EXERCISE TASKS =
**1.** In the passage about farmers in Punjab, translate this sentence into Spanish: "It is considered shameful to disclose such things in public."
**2.** According to the passage about farmers in Punjab, why does Amrik Singh avoid saying how much money he has borrowed?
**3.** Reproduce the passage about farmers in Punjab from "Sitting among a" up to and including "are not listening.".

IN THE LAST seven years, Amrik Singh has lost his crop three times to inclement weather, unseasonal rain and drought. The gnarled face of this once prosperous farmer in Punjab’s Patiala district betrays anxiety and anger at the same time. “It is the policy of the Punjab government and the Centre not to let the farmer live but not to let him die either,” he says, when asked about who is to blame for his fate.

Sitting among a group of fellow villagers, this farmer shies away from answering how much money he has borrowed. It is considered shameful to disclose such things in public. But one can gauge Amrik Singh’s distress from the fact that he has mortgaged a substantial portion of his landholding. He lets this slip in a moment of weakness when others are not listening.

“The farmers of Punjab are of hardy stock and can face adversity calmly. But in recent decades, the extent of corruption has magnified to such an extent that it has broken our backs,” says Ranbir Singh, another farmer. He knows this first hand: by mutual agreement, he wanted to exchange two acres of his land with another farmer, a simple process that required payment of Rs 500 to the revenue department. He was charged Rs 25,000.

With so much anger among them, have they thought of their political options for the state elections due early next year? What are their expectations from the party that will form the next government? “We’ve tried every party,” says Amrik Singh. “At one time, I was with Shiromani Akali Dal (SAD, Chief Minister Parkash Singh Badal’s party). Then I tried Captain (Amarinder Singh, Congress leader and former CM). They make nice promises and we always believed them. They don’t look back once at us after they enter Chandigarh (the state capital).”

So what now?

One does not need to go far in search of an answer. The local shop where the group is sitting is decked with posters of Arvind Kejriwal, resplendent with his broom. Almost to a man, the group says it will vote for the Aam Aadmi Party (AAP) this time round.

It is tough to argue with people who are angry about their rationale for choosing one party over another and their reasons for doing so. But their responses on why they favour AAP reveals a lot about how people in rural Punjab perceive current events:

“We have only one medium that tells us what is going on: TV. We know about AAP. We also know how both governments (in Punjab and at the Centre) have been rattled by this party. That is why they are arresting their legislators on flimsy grounds.”

Both the timing of these words and the place they are uttered should alert anyone to the changing winds in Punjab. These remarks came soon after the arrest of Naresh Yadav, the AAP MLA from Mehrauli in Delhi. That the event evokes comment in Kapuri, a village in Punjab closely associated with Sikh nationalist— even separatist—sentiment adds to their significance.

Viewed on the map, Punjab looks like a misshapen triangle. Kapuri is tucked away near the state’s south-eastern edge. The village is closer to Ambala in Haryana than any other urban agglomeration in Punjab. It is the site of a bitter and contentious irrigation project, one allegedly designed to ‘steal’ water from Punjab and give it to its lower riparian neighbour. Kapuri is famous for the launch of the Satluj Yamuna Link (SYL) canal project, initiated by Indira Gandhi in 1982. Two years later, Gandhi was assassinated by her guards at the peak of a protracted insurgency in Punjab that was fuelled by discontent for which the SYL project was arguably one of the factors. The political significance of all this is not lost on the SAD, the state’s current ruling party. Even today, almost as a reflex, SAD tends to launch agitations at this site against an ‘unjust Centre’, or any other grievance, real or imagined.

DATA BLOCK =
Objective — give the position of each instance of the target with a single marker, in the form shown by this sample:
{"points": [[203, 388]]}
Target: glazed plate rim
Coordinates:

EXPECTED RESPONSES =
**1.** Se considera vergonzoso revelar tales cosas en público.

**2.** He is sitting among a group of fellow villagers, and disclosing such things in public is considered shameful.

**3.**
Sitting among a group of fellow villagers, this farmer shies away from answering how much money he has borrowed. It is considered shameful to disclose such things in public. But one can gauge Amrik Singh’s distress from the fact that he has mortgaged a substantial portion of his landholding. He lets this slip in a moment of weakness when others are not listening.